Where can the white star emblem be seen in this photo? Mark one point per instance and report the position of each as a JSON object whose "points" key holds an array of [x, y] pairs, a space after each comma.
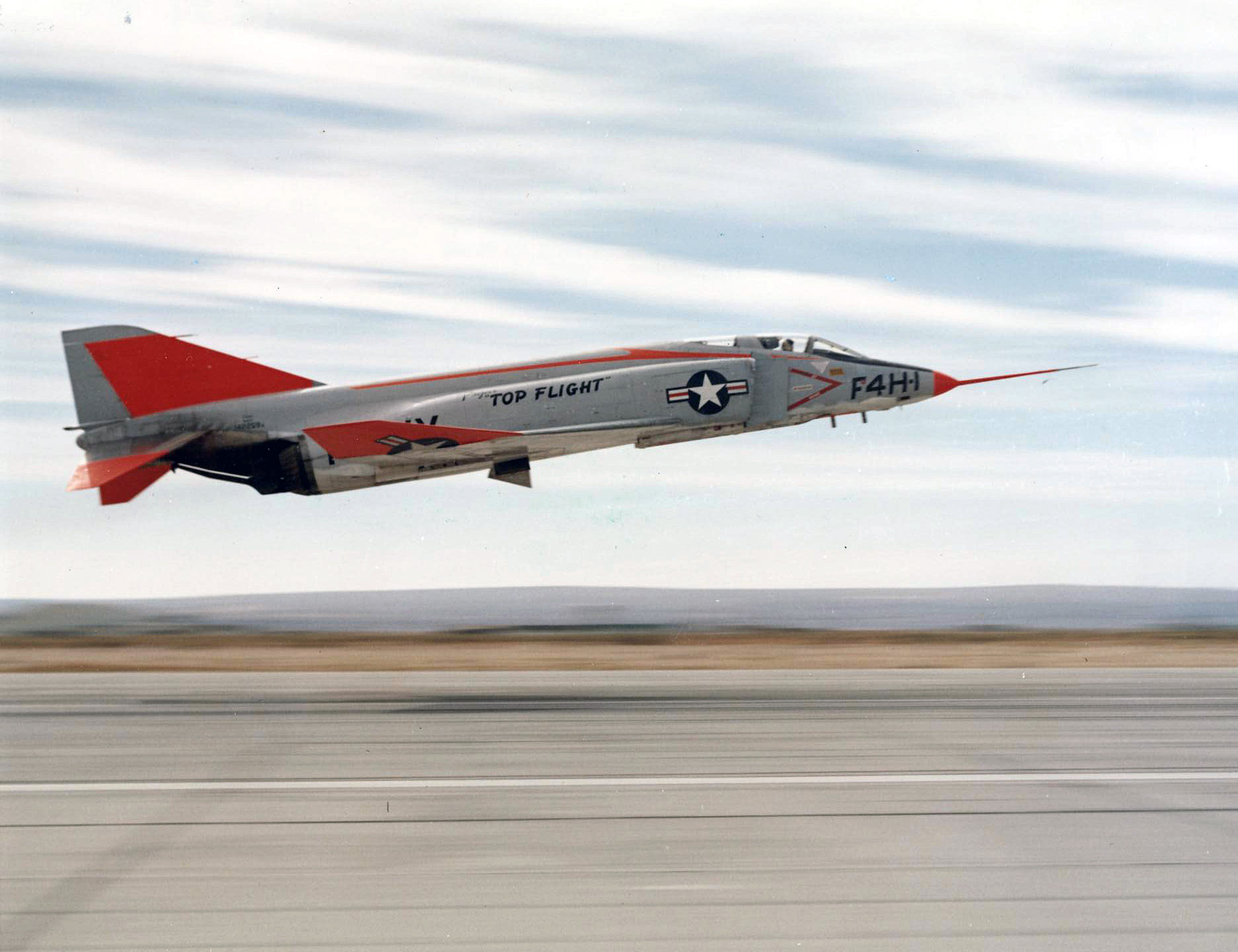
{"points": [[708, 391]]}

++++

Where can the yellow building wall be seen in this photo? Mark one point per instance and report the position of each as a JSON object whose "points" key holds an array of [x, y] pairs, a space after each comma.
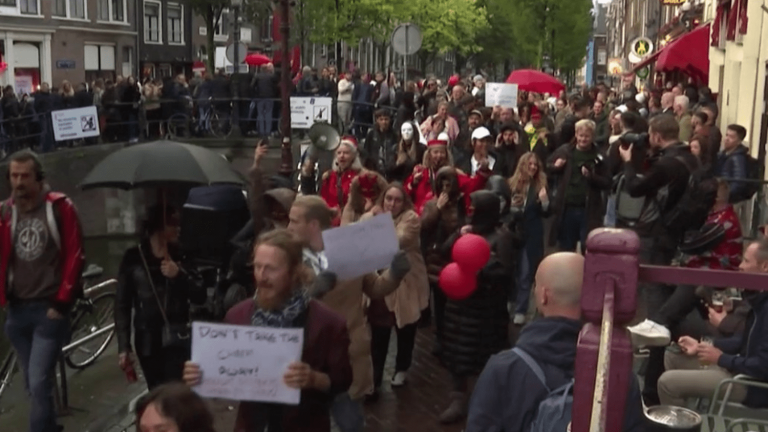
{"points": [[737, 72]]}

++++

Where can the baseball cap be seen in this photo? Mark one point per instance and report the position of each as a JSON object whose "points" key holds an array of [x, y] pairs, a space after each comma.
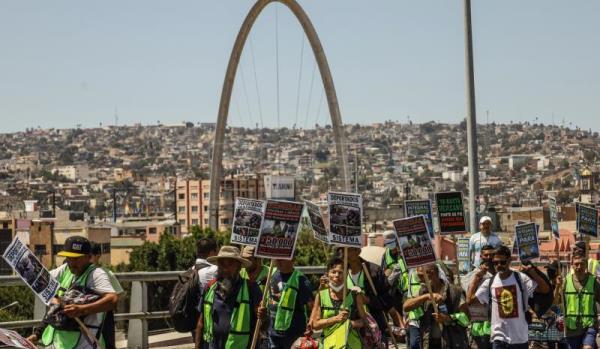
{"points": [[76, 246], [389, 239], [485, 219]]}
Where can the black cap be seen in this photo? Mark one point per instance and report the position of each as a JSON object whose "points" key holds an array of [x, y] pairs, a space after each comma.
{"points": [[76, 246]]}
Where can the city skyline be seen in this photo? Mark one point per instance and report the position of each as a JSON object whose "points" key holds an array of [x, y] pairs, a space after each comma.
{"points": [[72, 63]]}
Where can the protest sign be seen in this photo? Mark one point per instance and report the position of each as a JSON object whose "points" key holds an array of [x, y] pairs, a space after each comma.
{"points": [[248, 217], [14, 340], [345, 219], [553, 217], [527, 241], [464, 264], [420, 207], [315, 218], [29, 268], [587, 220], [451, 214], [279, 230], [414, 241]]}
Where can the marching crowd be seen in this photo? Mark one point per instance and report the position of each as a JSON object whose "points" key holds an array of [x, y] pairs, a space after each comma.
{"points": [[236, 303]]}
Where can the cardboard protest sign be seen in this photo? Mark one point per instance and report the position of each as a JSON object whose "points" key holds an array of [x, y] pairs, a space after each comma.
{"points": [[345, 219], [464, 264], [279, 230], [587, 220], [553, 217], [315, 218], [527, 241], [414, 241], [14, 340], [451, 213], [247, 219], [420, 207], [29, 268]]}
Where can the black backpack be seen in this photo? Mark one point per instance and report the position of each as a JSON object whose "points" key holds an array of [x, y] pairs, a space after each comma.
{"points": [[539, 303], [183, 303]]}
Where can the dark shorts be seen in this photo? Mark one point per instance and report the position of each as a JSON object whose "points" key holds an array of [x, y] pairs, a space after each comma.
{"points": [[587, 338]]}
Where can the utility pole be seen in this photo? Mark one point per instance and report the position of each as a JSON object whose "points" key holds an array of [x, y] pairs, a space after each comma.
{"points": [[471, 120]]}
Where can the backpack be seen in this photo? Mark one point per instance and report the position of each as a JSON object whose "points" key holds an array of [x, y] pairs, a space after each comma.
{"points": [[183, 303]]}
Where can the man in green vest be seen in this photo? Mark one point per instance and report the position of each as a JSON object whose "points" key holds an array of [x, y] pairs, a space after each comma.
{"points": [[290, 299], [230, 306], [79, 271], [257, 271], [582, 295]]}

++++

◆ **OBJECTIVE**
State how many lines in the records above contain the word "protest". Give only the number.

◆ **OUTPUT OF THE TASK**
2